# Pointing entries for named objects:

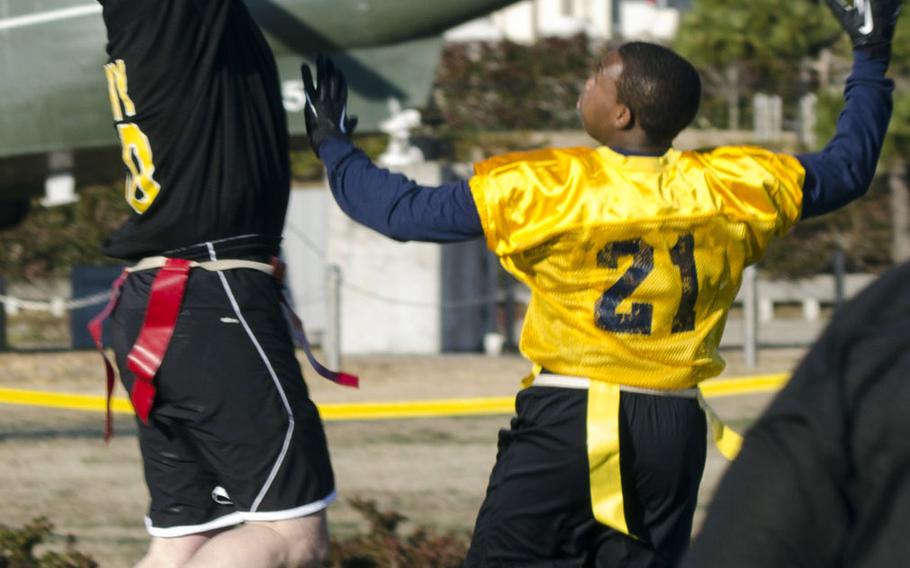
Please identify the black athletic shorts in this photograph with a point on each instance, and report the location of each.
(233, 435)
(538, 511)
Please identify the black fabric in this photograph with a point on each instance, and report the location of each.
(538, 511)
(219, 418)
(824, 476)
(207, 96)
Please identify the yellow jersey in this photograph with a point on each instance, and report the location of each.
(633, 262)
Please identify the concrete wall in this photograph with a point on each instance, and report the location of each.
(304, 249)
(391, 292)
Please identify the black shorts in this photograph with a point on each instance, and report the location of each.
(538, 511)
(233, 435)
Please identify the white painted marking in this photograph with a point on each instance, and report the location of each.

# DESCRIPTION OF THE TASK:
Rewrite the lines above with "photograph" switched to "image" everywhere it appears and nothing else altered. Omit the pictures from your answer.

# SOLVED PROBLEM:
Please identify the black athletic shorts in this image with a point on each instance, and report the location of each.
(233, 435)
(538, 511)
Please identify the black fabric in this image with a point on each instance, and report the location of each.
(538, 511)
(219, 418)
(824, 476)
(207, 96)
Please identify the yellow jersey in this image with a point on each instance, and report the location of each.
(633, 262)
Please identify the concrete wall in this image with a point on each instance, and report the location of each.
(304, 249)
(391, 292)
Please identify the black shorts in this image with a point on each instance, and report the location of each.
(538, 511)
(233, 435)
Please identify the white painted marking in this image with a point on each instance, and report the location of each.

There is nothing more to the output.